Text passage
——————

Cuomo says Buffalo police video "disturbs your basic sense of decency and humanity"
New York Governor Andrew Cuomo said Friday that video of an elderly man being pushed to the ground by police in Buffalo, New York, "disturbs your basic sense of decency and humanity." The video shows the man bleeding from his head after hitting the pavement.
"It's just fundamentally offensive and frightening… Who are we? How did we get to this place?" he said of the video. The governor said he spoke to the man in the video on the phone Friday, adding: "Who, thankfully, is alive."
Two Buffalo officers have been suspended over the incident. Cuomo said he also supports firing the officers, but noted that it is dependent on union rules.
He added that the District Attorney is looking into criminal liability for the incident, and said he encourages the DA to take swift action so that the same frustration brought on by the initial inaction after George Floyd's death in police custody is not repeated.
After discussing the Buffalo incident, and other recent instances of police actions caught on tape in New York City, Cuomo said New York state "should be at the forefront" of stopping abuse by law enforcement.
"That has always been New York's legacy, as the progressive capitol. We are the ones who hold the standard of what is the right progressive reform," he said.
Cuomo said the state is expected to pass the "say their name" reform agenda next week. The agenda is made up of four cornerstones: make police disciplinary records transparent, ban chokeholds, make false 911 calls based on race hate crimes, and give police murder investigations to the state Attorney General.
"(The agenda) comes from the long list of names of people who we have seen who have been abused by police officers, by the criminal justice system," he said. "And Mr. Floyd is just the last name on a very long list."
Cuomo also gave an update on the state's response to the coronavirus pandemic. New York state health officials on Thursday reported the lowest daily number of deaths from the coronavirus — 42 — since the pandemic began. At the peak of the outbreak in the state, about eight weeks ago, more than 800 New Yorkers were dying of COVID-19 each day.

——————

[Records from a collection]

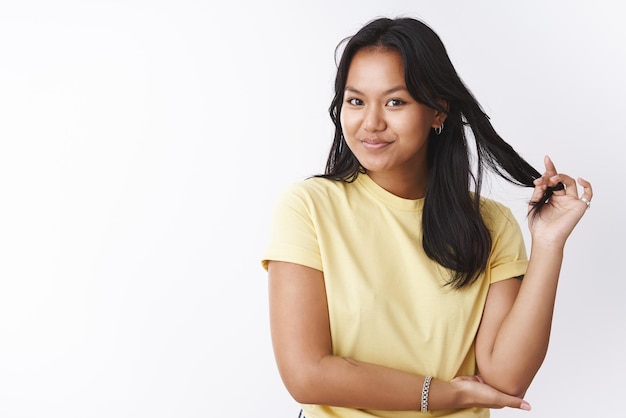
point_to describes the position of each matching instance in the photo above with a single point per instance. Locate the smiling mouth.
(374, 144)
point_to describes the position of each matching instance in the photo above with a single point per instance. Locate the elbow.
(301, 383)
(514, 386)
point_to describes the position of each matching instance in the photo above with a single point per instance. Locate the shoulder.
(314, 189)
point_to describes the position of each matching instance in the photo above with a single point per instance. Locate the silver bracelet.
(425, 390)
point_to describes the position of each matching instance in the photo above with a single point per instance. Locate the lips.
(374, 143)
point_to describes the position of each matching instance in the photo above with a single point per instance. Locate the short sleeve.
(508, 256)
(292, 235)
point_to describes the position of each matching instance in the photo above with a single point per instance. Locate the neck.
(406, 186)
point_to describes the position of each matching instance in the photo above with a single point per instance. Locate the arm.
(513, 337)
(313, 375)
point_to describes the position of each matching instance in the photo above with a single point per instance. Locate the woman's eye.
(394, 102)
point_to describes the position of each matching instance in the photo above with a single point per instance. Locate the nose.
(374, 120)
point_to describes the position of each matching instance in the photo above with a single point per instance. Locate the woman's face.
(386, 129)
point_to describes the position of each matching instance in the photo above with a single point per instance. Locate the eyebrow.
(386, 92)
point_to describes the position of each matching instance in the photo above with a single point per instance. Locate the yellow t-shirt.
(386, 299)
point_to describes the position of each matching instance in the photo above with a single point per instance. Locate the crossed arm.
(511, 343)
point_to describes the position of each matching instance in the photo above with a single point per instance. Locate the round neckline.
(387, 197)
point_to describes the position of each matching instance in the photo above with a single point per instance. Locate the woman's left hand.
(558, 217)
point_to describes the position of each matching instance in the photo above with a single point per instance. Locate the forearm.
(342, 382)
(521, 343)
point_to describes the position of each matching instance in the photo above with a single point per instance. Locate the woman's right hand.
(476, 393)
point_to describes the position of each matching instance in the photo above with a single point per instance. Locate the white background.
(142, 145)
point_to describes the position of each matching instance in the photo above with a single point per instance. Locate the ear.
(440, 116)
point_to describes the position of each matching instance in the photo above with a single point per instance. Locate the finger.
(568, 182)
(587, 189)
(550, 168)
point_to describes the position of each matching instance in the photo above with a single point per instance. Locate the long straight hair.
(454, 233)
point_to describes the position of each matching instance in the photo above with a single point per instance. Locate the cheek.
(348, 124)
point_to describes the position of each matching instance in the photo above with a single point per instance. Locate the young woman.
(395, 288)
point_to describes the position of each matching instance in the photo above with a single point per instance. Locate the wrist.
(446, 395)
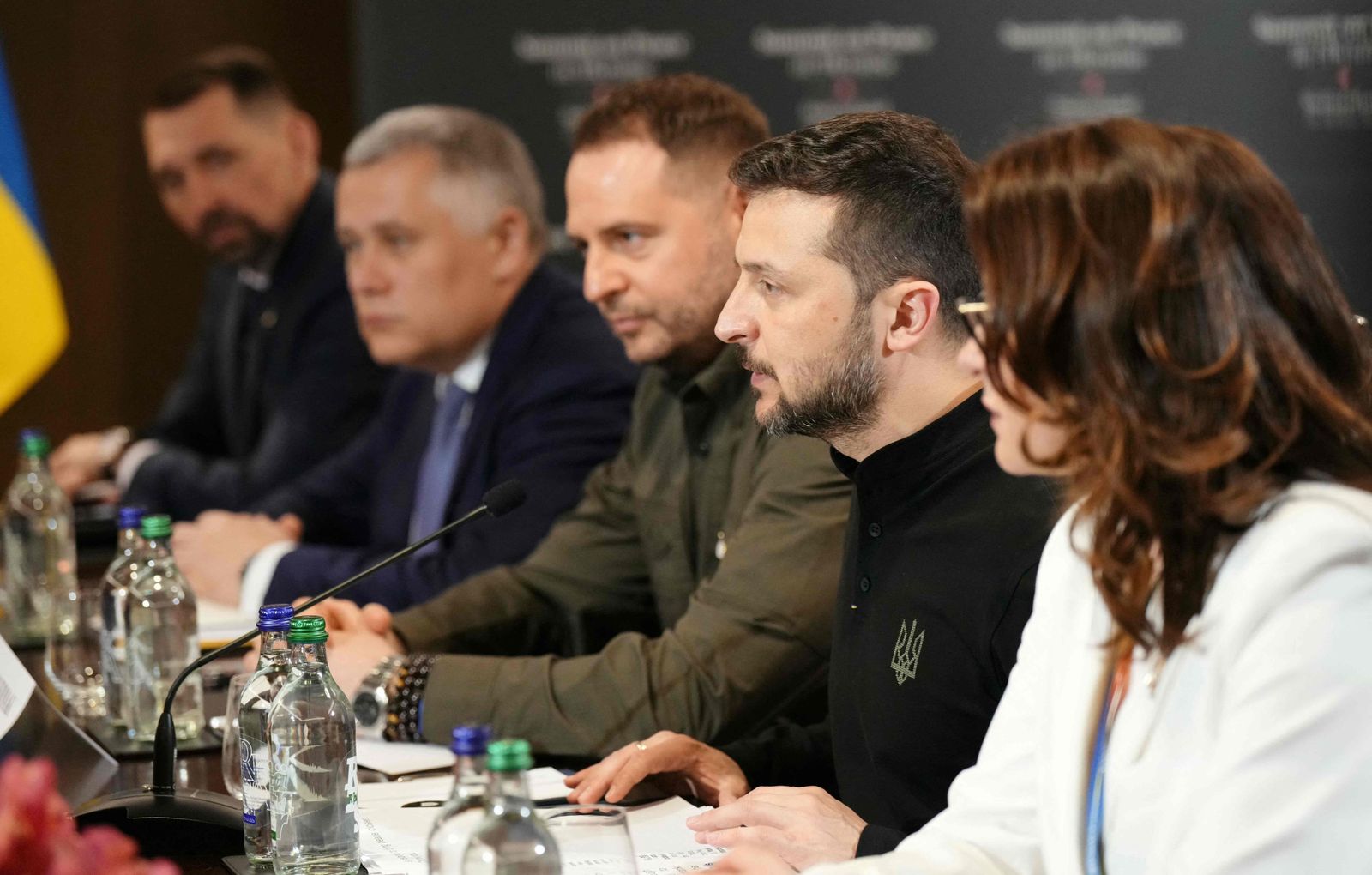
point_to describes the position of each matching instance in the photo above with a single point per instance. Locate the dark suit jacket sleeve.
(331, 391)
(788, 755)
(190, 414)
(555, 431)
(877, 840)
(334, 498)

——————

Assigned task
Write out the part of the article about Cuomo and the Buffalo police video from "New York Governor" to "hitting the pavement.". The listing has no connection to the article about Cuomo and the Buffalo police video.

Answer section
New York Governor Andrew Cuomo said Friday that video of an elderly man being pushed to the ground by police in Buffalo, New York, "disturbs your basic sense of decency and humanity." The video shows the man bleeding from his head after hitting the pavement.